* TEXT SHOWN *
↓

This solution uses a declarative approach to defining business transformation rules that are applied by the underlying Step Functions state machine as data moves from RDS to Amazon Redshift. An S3 bucket is used to store intermediate results. A CloudWatch Event rule triggers the Step Functions state machine on a schedule. The following diagram illustrates our architecture:

Here are more details for the above diagram:

  1. A rule in CloudWatch Events triggers the state machine execution on an automated schedule.
  2. The state machine invokes the first Lambda function.
  3. The Lambda function deletes all existing records in Amazon Redshift. Depending on the dataset, the Lambda function can create a new table in Amazon Redshift to hold the data.
  4. The same Lambda function then retrieves Keys from a DynamoDB table. Keys represent specific marketing campaigns or seasons and map to specific records in RDS.
  5. The state machine executes the second Lambda function using the Keys from DynamoDB.
  6. The second Lambda function retrieves the referenced dataset from RDS. The records retrieved represent the entire dataset needed for a specific marketing campaign.
  7. The second Lambda function executes in parallel for each Key retrieved from DynamoDB and stores the output in CSV format temporarily in S3.
  8. Finally, the Lambda function uploads the data into Amazon Redshift.

To understand the above data processing workflow, take a closer look at the Step Functions state machine for this example.

↑

* DATA EXTRACTS *
↓

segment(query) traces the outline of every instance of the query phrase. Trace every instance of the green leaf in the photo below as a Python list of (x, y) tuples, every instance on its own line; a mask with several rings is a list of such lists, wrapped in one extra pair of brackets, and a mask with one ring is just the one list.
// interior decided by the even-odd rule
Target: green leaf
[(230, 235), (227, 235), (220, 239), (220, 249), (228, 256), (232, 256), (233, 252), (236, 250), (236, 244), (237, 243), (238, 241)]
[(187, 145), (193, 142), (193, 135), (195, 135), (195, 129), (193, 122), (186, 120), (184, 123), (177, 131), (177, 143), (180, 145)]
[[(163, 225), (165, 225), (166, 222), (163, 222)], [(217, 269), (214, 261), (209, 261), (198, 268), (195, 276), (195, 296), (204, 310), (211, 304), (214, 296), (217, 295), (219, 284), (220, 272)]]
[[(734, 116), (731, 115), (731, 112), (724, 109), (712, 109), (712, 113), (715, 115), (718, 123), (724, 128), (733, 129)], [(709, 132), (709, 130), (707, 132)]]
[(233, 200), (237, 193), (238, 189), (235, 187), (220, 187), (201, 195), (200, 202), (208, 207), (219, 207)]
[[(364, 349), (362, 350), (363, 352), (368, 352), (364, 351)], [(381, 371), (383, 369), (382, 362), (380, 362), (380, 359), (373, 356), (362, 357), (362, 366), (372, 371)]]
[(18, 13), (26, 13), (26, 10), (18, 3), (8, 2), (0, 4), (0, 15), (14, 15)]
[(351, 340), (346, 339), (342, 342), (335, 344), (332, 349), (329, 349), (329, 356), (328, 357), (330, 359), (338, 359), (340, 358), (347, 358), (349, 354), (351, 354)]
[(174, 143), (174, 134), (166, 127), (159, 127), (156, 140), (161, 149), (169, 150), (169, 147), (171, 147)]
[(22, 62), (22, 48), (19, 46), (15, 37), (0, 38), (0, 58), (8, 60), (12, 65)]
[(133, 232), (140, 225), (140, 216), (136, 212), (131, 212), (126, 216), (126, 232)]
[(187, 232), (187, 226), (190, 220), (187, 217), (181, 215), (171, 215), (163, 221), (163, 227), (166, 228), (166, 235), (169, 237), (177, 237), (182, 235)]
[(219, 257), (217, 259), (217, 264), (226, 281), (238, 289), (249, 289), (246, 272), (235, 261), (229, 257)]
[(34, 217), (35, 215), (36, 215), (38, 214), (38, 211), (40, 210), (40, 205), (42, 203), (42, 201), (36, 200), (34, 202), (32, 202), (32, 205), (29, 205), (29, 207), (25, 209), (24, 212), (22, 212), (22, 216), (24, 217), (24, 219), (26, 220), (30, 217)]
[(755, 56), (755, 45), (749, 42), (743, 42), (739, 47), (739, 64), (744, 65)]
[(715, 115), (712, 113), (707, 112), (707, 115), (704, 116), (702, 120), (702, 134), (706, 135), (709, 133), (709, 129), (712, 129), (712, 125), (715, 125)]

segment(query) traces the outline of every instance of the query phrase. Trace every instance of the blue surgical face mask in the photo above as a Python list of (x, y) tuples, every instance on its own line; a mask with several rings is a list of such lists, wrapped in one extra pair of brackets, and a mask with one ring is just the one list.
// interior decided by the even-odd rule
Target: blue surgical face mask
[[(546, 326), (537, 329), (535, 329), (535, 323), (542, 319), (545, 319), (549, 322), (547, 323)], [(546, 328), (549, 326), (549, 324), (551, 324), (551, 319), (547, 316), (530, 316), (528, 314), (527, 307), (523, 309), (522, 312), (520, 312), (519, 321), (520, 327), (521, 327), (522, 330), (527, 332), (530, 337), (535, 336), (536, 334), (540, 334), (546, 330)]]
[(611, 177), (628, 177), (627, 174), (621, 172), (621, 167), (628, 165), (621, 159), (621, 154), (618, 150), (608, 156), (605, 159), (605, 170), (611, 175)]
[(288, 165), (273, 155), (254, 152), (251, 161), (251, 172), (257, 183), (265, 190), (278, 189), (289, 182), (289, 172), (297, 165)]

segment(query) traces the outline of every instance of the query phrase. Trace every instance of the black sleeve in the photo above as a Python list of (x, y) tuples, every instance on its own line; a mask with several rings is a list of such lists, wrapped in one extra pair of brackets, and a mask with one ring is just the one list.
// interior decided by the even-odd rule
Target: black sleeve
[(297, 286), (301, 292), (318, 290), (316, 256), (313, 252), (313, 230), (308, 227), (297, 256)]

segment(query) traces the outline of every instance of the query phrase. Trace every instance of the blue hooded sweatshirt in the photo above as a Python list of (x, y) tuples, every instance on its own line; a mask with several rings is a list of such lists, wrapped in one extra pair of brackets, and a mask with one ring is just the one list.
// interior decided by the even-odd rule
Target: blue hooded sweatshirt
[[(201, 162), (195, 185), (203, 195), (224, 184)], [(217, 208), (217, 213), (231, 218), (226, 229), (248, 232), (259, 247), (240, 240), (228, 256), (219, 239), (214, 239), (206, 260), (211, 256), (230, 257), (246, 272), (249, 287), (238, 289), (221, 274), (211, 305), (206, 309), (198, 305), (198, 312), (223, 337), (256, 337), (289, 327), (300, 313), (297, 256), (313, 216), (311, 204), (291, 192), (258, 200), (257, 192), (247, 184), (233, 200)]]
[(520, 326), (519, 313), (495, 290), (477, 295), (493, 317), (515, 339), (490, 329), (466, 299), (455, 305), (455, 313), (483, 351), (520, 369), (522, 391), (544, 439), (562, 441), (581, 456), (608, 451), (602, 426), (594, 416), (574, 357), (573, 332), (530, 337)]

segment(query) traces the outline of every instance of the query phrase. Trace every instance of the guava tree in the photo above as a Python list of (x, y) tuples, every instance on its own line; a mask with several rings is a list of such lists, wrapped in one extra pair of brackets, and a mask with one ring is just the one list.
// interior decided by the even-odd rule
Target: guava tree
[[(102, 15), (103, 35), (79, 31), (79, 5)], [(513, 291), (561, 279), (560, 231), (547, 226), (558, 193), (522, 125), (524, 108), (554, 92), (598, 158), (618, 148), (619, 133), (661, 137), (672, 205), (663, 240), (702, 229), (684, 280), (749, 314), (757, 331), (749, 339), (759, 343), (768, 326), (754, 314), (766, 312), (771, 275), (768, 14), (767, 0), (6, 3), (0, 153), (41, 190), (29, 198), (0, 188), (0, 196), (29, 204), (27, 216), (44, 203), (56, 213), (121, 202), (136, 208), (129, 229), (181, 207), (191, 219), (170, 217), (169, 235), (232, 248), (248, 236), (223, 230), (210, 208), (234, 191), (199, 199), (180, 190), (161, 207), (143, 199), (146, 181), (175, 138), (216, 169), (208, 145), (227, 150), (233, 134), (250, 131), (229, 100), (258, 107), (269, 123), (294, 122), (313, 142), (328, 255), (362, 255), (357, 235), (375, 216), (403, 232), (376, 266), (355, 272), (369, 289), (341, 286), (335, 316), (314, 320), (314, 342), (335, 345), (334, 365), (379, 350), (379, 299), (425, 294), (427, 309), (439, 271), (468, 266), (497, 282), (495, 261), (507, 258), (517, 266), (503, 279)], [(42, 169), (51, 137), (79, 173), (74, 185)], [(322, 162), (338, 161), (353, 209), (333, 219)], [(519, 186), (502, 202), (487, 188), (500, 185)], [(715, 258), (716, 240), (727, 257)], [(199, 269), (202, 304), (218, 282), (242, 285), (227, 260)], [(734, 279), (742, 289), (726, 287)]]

↑
↓

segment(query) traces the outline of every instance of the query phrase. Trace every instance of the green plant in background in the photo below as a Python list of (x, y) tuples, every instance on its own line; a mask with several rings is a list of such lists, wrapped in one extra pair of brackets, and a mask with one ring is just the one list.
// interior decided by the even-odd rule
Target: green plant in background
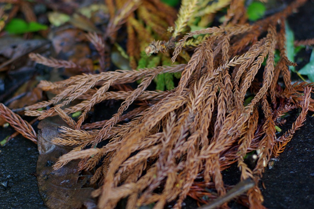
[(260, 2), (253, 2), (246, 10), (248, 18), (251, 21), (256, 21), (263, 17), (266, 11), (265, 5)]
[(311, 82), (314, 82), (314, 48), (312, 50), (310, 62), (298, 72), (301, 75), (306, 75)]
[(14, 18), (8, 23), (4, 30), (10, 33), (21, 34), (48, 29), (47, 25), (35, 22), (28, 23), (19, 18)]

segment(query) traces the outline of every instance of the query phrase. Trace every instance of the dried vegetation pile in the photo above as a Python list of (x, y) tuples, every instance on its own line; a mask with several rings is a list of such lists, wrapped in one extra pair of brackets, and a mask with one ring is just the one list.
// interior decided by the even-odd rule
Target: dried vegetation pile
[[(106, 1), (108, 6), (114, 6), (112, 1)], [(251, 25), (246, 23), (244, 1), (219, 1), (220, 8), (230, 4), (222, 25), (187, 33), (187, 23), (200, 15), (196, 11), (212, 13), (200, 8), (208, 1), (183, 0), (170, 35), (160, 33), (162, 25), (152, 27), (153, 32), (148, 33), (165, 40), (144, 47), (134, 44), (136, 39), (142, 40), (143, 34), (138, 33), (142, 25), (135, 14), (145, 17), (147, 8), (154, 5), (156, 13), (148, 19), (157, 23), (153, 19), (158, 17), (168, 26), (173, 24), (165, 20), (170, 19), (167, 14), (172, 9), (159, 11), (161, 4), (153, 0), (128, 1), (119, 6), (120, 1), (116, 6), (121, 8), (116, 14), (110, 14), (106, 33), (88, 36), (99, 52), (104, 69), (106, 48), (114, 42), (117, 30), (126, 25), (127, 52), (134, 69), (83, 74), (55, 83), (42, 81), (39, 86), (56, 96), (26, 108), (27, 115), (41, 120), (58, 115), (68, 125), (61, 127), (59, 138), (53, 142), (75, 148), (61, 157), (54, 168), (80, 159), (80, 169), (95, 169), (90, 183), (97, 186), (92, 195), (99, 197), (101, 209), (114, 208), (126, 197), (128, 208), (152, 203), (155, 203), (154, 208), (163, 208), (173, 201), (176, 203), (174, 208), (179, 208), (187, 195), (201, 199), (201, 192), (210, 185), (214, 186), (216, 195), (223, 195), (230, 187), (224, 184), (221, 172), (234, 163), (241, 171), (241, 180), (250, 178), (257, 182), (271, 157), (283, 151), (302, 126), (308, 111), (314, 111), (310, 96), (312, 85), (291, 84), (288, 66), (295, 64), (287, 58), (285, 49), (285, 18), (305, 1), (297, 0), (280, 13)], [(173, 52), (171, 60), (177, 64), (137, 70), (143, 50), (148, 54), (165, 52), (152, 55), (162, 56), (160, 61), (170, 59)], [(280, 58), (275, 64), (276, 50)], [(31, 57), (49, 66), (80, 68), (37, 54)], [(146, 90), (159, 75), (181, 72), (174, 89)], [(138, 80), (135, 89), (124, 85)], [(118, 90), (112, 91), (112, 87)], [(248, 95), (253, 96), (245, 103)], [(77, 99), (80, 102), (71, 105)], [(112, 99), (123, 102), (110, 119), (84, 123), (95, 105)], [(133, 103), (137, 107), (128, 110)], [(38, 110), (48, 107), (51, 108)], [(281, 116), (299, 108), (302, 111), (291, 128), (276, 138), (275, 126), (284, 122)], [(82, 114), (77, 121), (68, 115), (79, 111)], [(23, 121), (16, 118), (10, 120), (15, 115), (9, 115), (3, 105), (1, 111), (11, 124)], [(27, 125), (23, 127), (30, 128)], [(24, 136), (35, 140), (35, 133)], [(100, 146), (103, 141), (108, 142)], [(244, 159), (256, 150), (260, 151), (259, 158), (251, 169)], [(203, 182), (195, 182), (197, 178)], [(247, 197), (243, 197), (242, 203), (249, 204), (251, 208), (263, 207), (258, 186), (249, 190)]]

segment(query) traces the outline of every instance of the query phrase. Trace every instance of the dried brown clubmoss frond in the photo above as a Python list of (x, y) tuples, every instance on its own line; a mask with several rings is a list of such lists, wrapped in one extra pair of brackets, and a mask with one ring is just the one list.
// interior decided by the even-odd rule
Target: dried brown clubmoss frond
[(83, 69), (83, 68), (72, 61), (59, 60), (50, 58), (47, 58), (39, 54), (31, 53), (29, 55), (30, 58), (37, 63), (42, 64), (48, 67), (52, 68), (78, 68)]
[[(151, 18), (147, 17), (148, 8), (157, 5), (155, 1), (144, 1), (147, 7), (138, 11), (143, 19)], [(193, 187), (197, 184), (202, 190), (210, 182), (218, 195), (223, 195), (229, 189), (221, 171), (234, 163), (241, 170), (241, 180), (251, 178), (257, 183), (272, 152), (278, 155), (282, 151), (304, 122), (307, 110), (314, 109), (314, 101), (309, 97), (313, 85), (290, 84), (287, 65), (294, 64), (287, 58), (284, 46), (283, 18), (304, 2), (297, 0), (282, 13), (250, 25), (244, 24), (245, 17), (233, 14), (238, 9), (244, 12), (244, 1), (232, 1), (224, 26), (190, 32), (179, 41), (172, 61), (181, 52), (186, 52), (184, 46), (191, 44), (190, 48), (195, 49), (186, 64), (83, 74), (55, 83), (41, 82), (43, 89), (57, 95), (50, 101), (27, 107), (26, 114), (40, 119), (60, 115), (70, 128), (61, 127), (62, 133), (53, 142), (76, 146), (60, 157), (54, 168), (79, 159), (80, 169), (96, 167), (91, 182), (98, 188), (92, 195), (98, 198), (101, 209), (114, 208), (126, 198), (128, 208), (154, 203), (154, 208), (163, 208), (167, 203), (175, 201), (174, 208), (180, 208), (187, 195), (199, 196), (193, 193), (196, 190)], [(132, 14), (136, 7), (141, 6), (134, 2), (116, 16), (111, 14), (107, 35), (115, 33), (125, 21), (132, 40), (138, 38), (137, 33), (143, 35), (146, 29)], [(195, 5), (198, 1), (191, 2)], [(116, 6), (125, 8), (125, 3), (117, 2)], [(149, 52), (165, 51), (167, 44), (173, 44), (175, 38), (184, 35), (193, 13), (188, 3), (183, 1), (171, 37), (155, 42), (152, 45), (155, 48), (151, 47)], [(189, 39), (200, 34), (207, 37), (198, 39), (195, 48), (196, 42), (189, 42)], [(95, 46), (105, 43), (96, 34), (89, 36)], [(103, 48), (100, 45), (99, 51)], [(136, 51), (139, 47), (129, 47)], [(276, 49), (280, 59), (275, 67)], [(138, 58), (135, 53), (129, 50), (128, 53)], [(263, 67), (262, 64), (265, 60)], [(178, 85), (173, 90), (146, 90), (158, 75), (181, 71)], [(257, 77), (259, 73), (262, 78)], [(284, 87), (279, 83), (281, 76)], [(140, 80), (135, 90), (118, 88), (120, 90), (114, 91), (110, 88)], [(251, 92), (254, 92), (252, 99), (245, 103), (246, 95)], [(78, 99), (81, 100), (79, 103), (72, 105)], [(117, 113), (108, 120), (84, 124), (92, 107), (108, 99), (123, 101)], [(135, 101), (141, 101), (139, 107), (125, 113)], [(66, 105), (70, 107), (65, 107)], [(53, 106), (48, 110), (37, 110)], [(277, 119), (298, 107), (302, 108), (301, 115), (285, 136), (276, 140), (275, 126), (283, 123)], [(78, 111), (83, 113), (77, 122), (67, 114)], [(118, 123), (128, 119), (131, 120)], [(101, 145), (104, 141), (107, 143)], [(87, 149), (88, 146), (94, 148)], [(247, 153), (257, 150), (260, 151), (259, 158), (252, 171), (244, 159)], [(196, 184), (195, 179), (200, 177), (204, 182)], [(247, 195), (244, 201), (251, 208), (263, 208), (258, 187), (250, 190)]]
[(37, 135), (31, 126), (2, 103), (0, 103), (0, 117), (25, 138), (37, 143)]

↑

From the Step Functions pipeline description, quote the passage starting at "1. A rule in" and ending at "Keys from DynamoDB.".

* SOLUTION *
1. A rule in CloudWatch Events triggers the state machine execution on an automated schedule.
  2. The state machine invokes the first Lambda function.
  3. The Lambda function deletes all existing records in Amazon Redshift. Depending on the dataset, the Lambda function can create a new table in Amazon Redshift to hold the data.
  4. The same Lambda function then retrieves Keys from a DynamoDB table. Keys represent specific marketing campaigns or seasons and map to specific records in RDS.
  5. The state machine executes the second Lambda function using the Keys from DynamoDB.